### Text shown
+ + + + +

I went to a lecture John Nash held in Philadelphia in April, and he discussed aspects of the movie vs. the book and his life.
I did love the movie and the book, seeing and listening to Dr. Nash was really interesting. It was very cool to see and hear Dr. Nash, the movie had Russell Crowe look and sound very much like the man protrayed in the movie.
Nash’s schizophrenia began in 1959, after he had been teaching at MIT for several years (and not while he was still in grad school at Princeton). Although there were some auditory hallucinations, mostly his schizophrenia consisted of his creation of grand conspiracy theories. In other words, it wasn’t so much that he saw or heard anything different than anyone else, it was that he interpreted things differently than other people. Imagine being trapped in an Oliver Stone movie, where everyone is plotting against you.
After almost 30 years of schizophrenia, Nash slowly recovered in the '80’s. He claims that he did it by will power. Psychologists now believe that about 25% of schizophrenics will recover spontaneously. In their late middle age they will get better without any drugs or other treatment. There’s no more explanation for this than there is for why people become schizophrenic (usually in their late teens or early twenties).
Nash looks a little like Russell Crowe, but he’s not as muscular as Crowe.

+ + + + +

### Rows from an object pointing dataset
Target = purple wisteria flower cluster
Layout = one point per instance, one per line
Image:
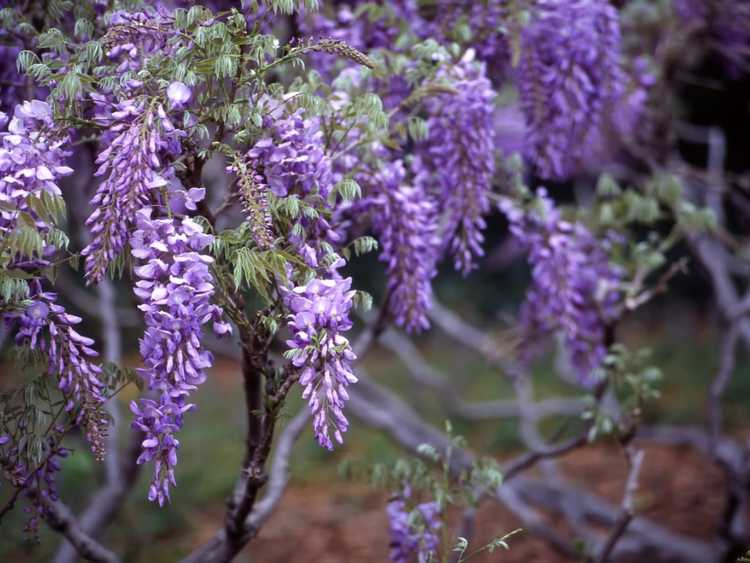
(405, 221)
(133, 36)
(175, 285)
(319, 314)
(292, 162)
(574, 285)
(44, 325)
(32, 162)
(39, 482)
(134, 166)
(569, 72)
(457, 162)
(407, 541)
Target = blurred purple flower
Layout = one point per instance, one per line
(574, 285)
(569, 71)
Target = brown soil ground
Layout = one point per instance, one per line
(348, 524)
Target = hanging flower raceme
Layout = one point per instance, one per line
(458, 159)
(407, 540)
(569, 72)
(133, 36)
(38, 482)
(319, 315)
(574, 285)
(32, 162)
(405, 221)
(175, 286)
(45, 326)
(292, 161)
(134, 166)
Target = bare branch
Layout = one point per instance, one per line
(429, 376)
(718, 386)
(474, 339)
(381, 409)
(528, 460)
(635, 460)
(63, 521)
(279, 475)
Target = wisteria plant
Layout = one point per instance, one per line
(230, 162)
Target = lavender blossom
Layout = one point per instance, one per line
(178, 95)
(41, 485)
(319, 314)
(175, 286)
(569, 71)
(134, 167)
(458, 159)
(32, 162)
(293, 162)
(406, 539)
(574, 285)
(405, 221)
(45, 326)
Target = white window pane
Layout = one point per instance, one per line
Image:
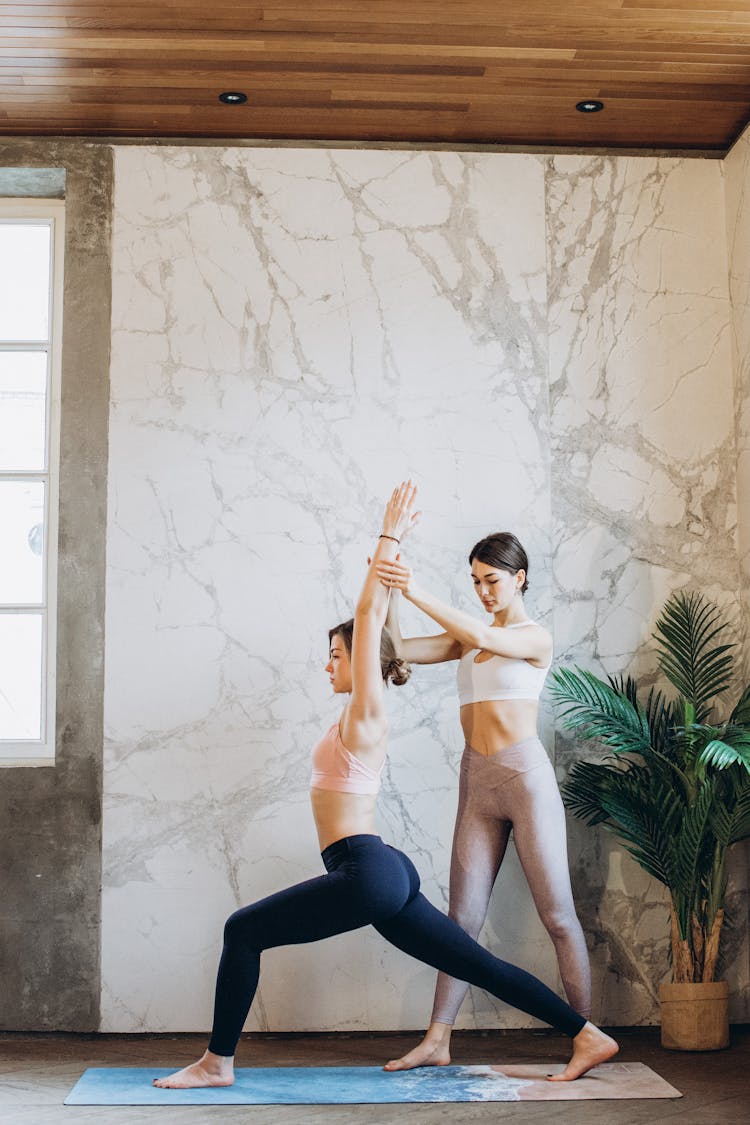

+ + + + +

### Written tasks
1 > According to the text about John Nash, in what year did his schizophrenia begin?
2 > Please continue the text about John Nash from its last sentence.

### Results
1 > 1959

2 >
Wendell Wagner noted in another thread that he’d asked a mathematician from Princeton about the alleged “tradition” and the mathematician had never heard of it:
http://boards.straightdope.com/sdmb/showthread.php?threadid=131399&highlight=princeton+beautiful
Remember, “Based on a True Story” is just Hollywood’s way of saying “Almost Entirely Made-Up.”
I just have to say, every time I’ve read this thread title, I’ve seen it as “The things with the penis…” :eek:
I didn’t express myself very well in the other thread. I’ve talked to mathematicians from all over, and I couldn’t find any of them that had ever heard of the pen ritual. I talked to someone with a Ph.D. from Princeton (but not in math), and he hadn’t heard of it either. But in any case, the quote in Dewey Cheatem Undhow’s post from an official Princeton publication makes it clear that there is no such ritual, not at Princeton nor anywhere else.